Reading passage:
· · · ·

Stackoverflow: artifical artifical intelligence

Alan Nichol, the CTO of Rasa (and former boss of mine) shared an interesting side project on LinkedIn that he discovered on Reddit.

The project should allow for code like this:

from jit_implementation import implement

@implement
class Snake:
    """Snake game in pygame. Initializing launches the game."""

if __name__ == "__main__":
    Snake()

The just-in-time implementation joke is a reference to just-in-time compilation and the whole setup works by having an LLM write the implementation for you based on the docstring that you write. The author makes it clear that this project is not meant for production use. To quote the author of the tool:

I started this as a joke, but then I got carried away and made it actually work. Now I'm not sure if I should be proud or terrified.

The point that Alan makes is that while it is funny, it is also in stark contrast with reactive agents which do something similar but where prodction usecase is marketed as "ready". This is all very well and interesting, probably worth a discussion, but it is not the most interesting thing here.

To me, the most interesting thing is that we've seen a very similar project a few years ago. If you pip install stackoverflow from pypi, here's what you get:

>>> from stackoverflow import quick_sort, split_into_chunks

>>> print(quick_sort.sort([1, 3, 2, 5, 4]))
[1, 2, 3, 4, 5]

>>> print(list(split_into_chunks.chunk("very good chunk func")))
['very ', 'good ', 'chunk', ' func']

>>> print("I wonder who made split_into_chunks", split_into_chunks.__author__)
I wonder who made split_into_chunks https://stackoverflow.com/a/35107113

>>> print("but what's the license? Can I really use this?", quick_sort.__license__)
but what's the license? Can I really use this? CC BY-SA 3.0
>>> assert("nice, attribution!")

Like the aforementioned project stackoverflow package is a joke package, to the extend that it is even maintained by a user literally called CrazyPython. It works by scraping the Stackoverflow website to find snippets of code that answer the question you're asking. But in the end, it really does pretty much the same thing via a different API. Sure, it's using importlib instead of a decorator, but the idea is the same.

It's kind of amazing how the same joke can be made twice, and how the second time it's even more meta. If LLMs represent Artificial Intelligence, then Stackoverflow represent Artificial Artificial Intelligence.

· · · ·

Data listing:
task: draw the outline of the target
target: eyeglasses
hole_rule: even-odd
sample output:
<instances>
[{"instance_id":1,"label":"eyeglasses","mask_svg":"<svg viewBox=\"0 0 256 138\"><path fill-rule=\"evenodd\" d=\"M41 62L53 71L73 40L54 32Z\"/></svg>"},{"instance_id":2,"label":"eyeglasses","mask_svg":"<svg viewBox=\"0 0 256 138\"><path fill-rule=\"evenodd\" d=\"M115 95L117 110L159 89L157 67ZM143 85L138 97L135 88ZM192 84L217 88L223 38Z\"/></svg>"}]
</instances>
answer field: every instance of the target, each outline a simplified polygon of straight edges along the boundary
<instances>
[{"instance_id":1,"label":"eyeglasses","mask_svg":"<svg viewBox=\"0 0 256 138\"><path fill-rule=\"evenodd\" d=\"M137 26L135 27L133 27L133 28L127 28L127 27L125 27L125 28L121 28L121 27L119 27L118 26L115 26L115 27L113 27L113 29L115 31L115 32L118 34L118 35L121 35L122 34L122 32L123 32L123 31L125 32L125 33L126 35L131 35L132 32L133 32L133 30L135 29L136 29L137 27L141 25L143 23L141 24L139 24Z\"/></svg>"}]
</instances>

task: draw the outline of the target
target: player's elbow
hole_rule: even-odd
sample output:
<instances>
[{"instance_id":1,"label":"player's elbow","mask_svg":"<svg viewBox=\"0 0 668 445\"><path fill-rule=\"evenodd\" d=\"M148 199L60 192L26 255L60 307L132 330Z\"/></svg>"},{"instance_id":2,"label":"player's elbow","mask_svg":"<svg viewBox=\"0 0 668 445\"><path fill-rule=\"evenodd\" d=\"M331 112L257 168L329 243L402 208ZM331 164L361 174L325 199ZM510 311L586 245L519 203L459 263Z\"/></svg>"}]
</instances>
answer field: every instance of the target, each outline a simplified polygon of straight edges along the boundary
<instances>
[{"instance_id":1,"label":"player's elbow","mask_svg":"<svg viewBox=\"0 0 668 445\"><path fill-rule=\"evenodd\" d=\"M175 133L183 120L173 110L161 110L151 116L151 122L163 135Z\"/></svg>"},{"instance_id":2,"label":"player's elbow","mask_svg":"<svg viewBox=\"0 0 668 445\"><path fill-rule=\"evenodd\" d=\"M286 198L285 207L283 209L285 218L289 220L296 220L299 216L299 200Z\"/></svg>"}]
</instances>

· · · ·

Set of tasks:
(a) Answer these questions using the blog post on the stackoverflow package:
(i) On which site did Alan Nichol discover the side project?
(ii) What is the user who maintains the stackoverflow package called?
(iii) Which license does the post show for quick_sort?
(b) How would you render this sentence from the blog post on the stackoverflow package in Spanish: "The author makes it clear that this project is not meant for production use."
(c) Retype the stretch of the blog post on the stackoverflow package from "from jit_implementation import" through "proud or terrified.".

Set of answers:
(a)
(i) Reddit
(ii) CrazyPython
(iii) CC BY-SA 3.0

(b) El autor deja claro que este proyecto no está pensado para su uso en producción.

(c)
from jit_implementation import implement

@implement
class Snake:
    """Snake game in pygame. Initializing launches the game."""

if __name__ == "__main__":
    Snake()

The just-in-time implementation joke is a reference to just-in-time compilation and the whole setup works by having an LLM write the implementation for you based on the docstring that you write. The author makes it clear that this project is not meant for production use. To quote the author of the tool:

I started this as a joke, but then I got carried away and made it actually work. Now I'm not sure if I should be proud or terrified.